Our Polyurethane business is our largest and made up 44% of our total revenue in the third quarter. Its revenue increased 3%. However, I'd like to point out that our urethanes market, which consists of MDI products, increased 5%. The key trend that Peter just mentioned is volumetric demand, which increased 5% for our MDI products compared to the prior year, as key end markets such as insulation in Europe grew at double-digit rates.

Our Performance Products business, which is our second largest revenue contributor, recorded a revenue decrease of 12%, primarily due to a shift to tolling arrangements impacting our sales volume, which is excluded from our change in revenue calculations. Including tolls, our volumes were flat compared to the prior year.

Compared to the prior quarter, consolidated sales revenue decreased 6%. A 3% decrease in our sales mix accounted for the most -- for most of the revenue decrease as average selling prices, adjusted for the impact of FX, decreased 1%; and foreign currency accounted for 2% of the decrease.

Let's turn to Slide 10. At the end of the quarter, we had approximately $1 billion of cash and unused borrowing capacity. Accompanying our record quarterly EBITDA results of $401 million, we had minimal working capital usage of $10 million in the quarter. As a result, our cash flow from operations was a healthy $200 million.

### Your tasks
[1] Decide whether each statement agrees with the earnings call passage: (a) The Polyurethane business accounted for 44% of total revenue in the third quarter. (b) Revenue in the Performance Products business rose 12%. (c) Cash flow from operations came to $200 million. For each, answer yes or no and quote the deciding words of the earnings call passage.
[2] Copy the words of the earnings call passage verbatim, starting at "Compared to the prior quarter, consolidated" and ending at "of the decrease.".

### Dataset entries
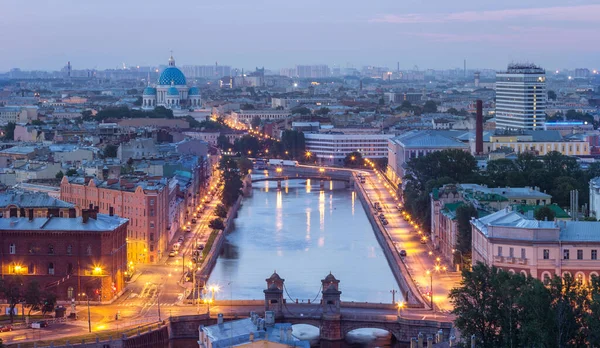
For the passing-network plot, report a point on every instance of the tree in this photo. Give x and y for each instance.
(464, 213)
(323, 111)
(110, 151)
(430, 107)
(255, 123)
(223, 143)
(247, 145)
(9, 131)
(33, 295)
(216, 224)
(221, 211)
(497, 171)
(544, 214)
(353, 159)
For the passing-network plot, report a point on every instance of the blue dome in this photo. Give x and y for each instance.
(149, 91)
(171, 74)
(172, 91)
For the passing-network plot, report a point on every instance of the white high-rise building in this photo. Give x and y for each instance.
(521, 97)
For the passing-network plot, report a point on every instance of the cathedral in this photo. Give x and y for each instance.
(171, 91)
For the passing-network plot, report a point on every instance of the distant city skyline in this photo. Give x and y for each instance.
(281, 34)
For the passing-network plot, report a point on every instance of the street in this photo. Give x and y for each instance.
(420, 259)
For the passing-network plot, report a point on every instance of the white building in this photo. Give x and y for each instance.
(595, 197)
(521, 97)
(247, 116)
(171, 91)
(332, 147)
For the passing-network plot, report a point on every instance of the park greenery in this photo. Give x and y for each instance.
(502, 309)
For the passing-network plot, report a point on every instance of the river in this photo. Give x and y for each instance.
(303, 233)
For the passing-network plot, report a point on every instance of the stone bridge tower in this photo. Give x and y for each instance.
(274, 295)
(331, 327)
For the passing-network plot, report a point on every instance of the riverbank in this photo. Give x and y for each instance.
(409, 289)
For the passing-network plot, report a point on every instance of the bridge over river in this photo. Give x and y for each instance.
(334, 318)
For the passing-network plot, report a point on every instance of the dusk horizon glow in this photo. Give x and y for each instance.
(275, 34)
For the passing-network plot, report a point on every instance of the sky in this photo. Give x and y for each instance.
(438, 34)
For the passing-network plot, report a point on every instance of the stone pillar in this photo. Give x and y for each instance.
(274, 295)
(331, 326)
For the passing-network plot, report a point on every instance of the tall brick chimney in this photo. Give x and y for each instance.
(479, 128)
(85, 215)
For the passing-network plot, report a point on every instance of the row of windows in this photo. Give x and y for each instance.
(546, 253)
(33, 249)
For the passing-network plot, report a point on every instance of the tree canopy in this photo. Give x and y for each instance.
(503, 309)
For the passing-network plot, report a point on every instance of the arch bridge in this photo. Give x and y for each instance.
(334, 324)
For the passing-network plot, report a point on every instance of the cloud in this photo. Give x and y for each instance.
(583, 13)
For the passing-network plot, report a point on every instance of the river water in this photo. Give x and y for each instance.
(303, 233)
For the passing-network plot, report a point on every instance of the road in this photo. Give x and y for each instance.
(420, 258)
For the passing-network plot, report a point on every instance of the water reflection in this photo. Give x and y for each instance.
(282, 236)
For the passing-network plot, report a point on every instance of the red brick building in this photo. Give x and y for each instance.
(144, 202)
(66, 255)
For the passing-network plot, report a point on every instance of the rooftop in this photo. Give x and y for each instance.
(32, 200)
(103, 223)
(428, 139)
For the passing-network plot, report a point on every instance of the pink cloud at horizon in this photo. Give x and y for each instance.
(583, 13)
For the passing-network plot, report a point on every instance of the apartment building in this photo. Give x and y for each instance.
(144, 202)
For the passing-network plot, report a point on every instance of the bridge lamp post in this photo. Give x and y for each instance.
(401, 305)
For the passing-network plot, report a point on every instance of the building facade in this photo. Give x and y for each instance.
(415, 144)
(521, 97)
(541, 249)
(67, 255)
(171, 91)
(144, 203)
(331, 148)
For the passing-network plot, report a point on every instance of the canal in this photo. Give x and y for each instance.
(303, 233)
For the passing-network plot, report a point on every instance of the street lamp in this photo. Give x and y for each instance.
(400, 306)
(89, 317)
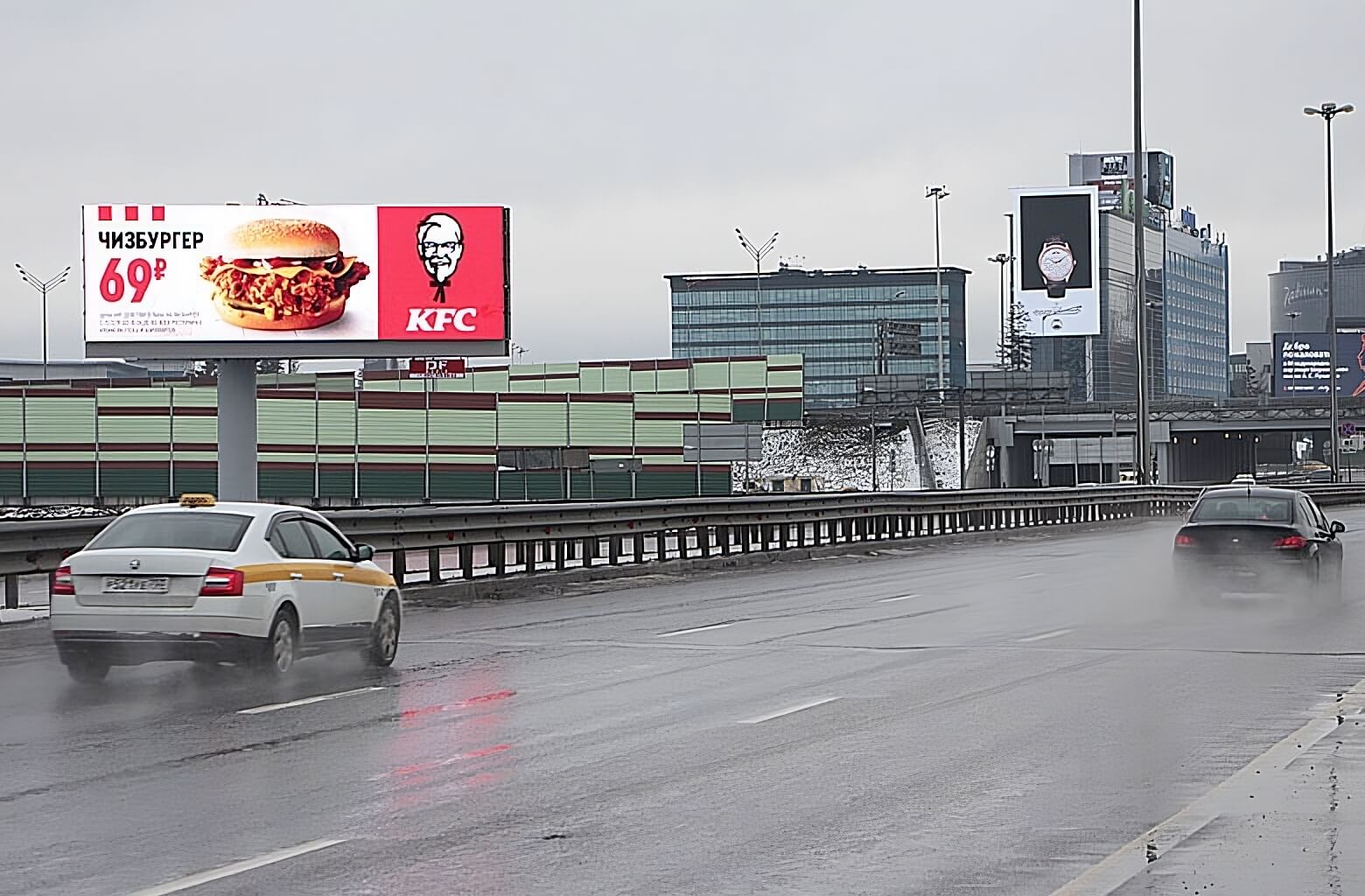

### Task-by-task results
[1]
(a) Yes: "made up 44% of our total revenue in the third quarter"
(b) No: "recorded a revenue decrease of 12%"
(c) Yes: "our cash flow from operations was a healthy $200 million"

[2]
Compared to the prior quarter, consolidated sales revenue decreased 6%. A 3% decrease in our sales mix accounted for the most -- for most of the revenue decrease as average selling prices, adjusted for the impact of FX, decreased 1%; and foreign currency accounted for 2% of the decrease.